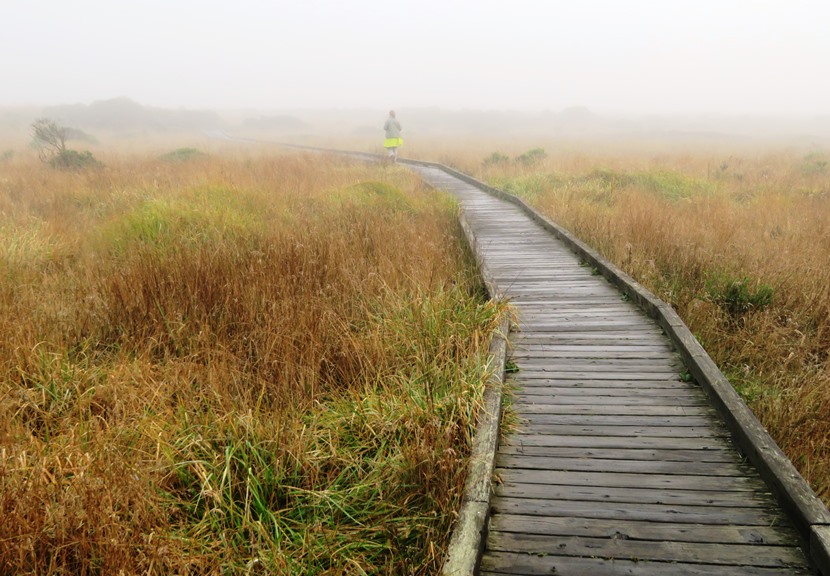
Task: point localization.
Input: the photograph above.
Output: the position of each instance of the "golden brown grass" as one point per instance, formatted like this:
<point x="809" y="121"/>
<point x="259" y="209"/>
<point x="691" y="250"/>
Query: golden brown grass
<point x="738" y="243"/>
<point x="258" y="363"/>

__________________________________________________

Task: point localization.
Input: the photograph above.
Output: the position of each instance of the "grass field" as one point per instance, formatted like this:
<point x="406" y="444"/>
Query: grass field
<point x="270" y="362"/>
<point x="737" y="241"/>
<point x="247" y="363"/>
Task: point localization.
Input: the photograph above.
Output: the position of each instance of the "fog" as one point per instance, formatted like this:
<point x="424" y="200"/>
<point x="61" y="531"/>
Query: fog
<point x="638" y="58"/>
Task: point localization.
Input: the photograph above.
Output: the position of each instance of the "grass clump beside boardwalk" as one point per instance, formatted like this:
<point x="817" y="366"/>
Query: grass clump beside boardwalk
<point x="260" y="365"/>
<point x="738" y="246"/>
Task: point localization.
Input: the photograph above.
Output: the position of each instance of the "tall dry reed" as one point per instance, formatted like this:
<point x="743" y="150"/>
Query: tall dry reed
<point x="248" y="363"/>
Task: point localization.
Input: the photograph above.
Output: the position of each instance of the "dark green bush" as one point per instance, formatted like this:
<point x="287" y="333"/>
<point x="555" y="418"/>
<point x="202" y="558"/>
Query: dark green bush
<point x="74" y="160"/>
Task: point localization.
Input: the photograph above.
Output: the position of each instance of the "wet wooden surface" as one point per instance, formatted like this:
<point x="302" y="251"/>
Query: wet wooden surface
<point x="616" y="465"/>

__________________________________________________

→ **Your instructions**: Extract each line above that contains the string "this", and copy it unchanged.

→ **Output of the task**:
Output: the position of each instance of the "golden brown grass" as one point per instance, formatted like this:
Output: the position of each instance of the "grass field" as one point per instance, formatted like this:
Output: the position of each instance of the "fog" as one point per instance, formatted like this:
Output: the position of each instance of the "grass clump beside boardwalk" as one point per instance, formatted like this:
Output: the position of each instance of the "tall dry reed" as one point per instance, formatted like this:
Output: the position of each instance of the "dark green bush" as one point per instance, formatted like this:
Output: the position of each instance of the "wet wooden surface" as one point per instance, formatted like this:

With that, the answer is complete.